==== QUOTED PASSAGE

Fiscal Cliff Talks Face Test as Speaker Meets Caucus
In past weeks at secretive White House meetings, Speaker John A. Boehner and President Barack Obama have faced off in fiscal cliff negotiations. But it’s a meeting Tuesday morning at the Capitol that may be Boehner’s toughest negotiating session.
The Ohio Republican is set to meet with his rank and file for the first time since news leaked that he has put tax rate increases and a one-year debt ceiling increase on the table, and one Republican aide predicted “some major pushback” on what would be huge GOP concessions.
But with time running out before the nation goes over the cliff and public opinion turning against them, some Republicans are cautioning not to read too much into any political theater.
“I think it’ll be a faux revolt,” a Republican lobbyist said. “They’ll pretend like they’re upset. But they all know he had to do it. Some of them will truly be upset. But far less than the number of votes they’ll lose.”
A rate increase and hike of the debt ceiling without big corresponding spending cuts runs counter to GOP orthodoxy. Details of the private talks between Boehner and Obama have been closely guarded, though Republican sources indicated they heard more chatter over the speaker’s offer to raise taxes on income more than $1 million and were caught off guard by reports of a one-year offer to extend the debt limit.

========

> **PROBLEMS TO WORK ON**
A. Duplicate the part of the fiscal cliff article that opens with the words containing "The Ohio Republican" and closes with "huge GOP concessions.".
B. In the fiscal cliff article, what did one Republican aide predict about the speaker's meeting with his rank and file?
C. Resume the fiscal cliff article from its last sentence.

==== EXTRACTED RECORDS

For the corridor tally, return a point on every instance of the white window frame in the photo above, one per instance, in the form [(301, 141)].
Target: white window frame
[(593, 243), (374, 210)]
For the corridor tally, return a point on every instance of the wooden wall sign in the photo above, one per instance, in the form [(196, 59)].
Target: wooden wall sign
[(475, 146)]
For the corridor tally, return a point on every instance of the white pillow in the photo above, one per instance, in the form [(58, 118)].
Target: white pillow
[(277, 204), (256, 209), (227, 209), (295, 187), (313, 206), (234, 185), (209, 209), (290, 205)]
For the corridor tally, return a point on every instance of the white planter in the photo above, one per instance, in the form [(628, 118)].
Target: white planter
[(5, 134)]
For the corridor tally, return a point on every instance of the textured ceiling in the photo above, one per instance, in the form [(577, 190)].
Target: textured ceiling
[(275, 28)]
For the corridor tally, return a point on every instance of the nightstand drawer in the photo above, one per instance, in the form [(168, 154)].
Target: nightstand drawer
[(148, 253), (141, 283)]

========

> **ANSWERS BY ITEM**
A.
The Ohio Republican is set to meet with his rank and file for the first time since news leaked that he has put tax rate increases and a one-year debt ceiling increase on the table, and one Republican aide predicted “some major pushback” on what would be huge GOP concessions.

B. The aide predicted "some major pushback."

C.
But it was unclear whether the White House’s latest offer on Monday evening — tax hikes on those making more than $400,000, a two-year debt limit fix and additional spending cuts —would be received as a step in the GOP’s direction, even as Boehner rejected it.
Still, news of Boehner’s offer provoked strong condemnation from conservative outside groups, offering a hint of where many in the conference are.
“Raising tax rates is anti-growth and raising the debt ceiling is pro-government growth — and this is the Republican position?” said Chris Chocola, president of the Club for Growth.
Rep. Tom Price of Georgia, a doctor and leading conservative, said on Twitter that only significant changes to Medicare “like Premium Support” would qualify as adequate compensation for raising the debt ceiling. Premium support refers to some GOP preferences that Medicare cease to be a fee-for-service program and become one in which seniors are provided a set amount of money to purchase health insurance.
But the reaction in other quarters on Capitol Hill was more subdued, in part because rank-and-file members have been kept largely in the dark by Boehner and his team.
“I don’t know if they’re floating this stuff to see reactions or if it’s legitimately where they’re at,” a second GOP aide said.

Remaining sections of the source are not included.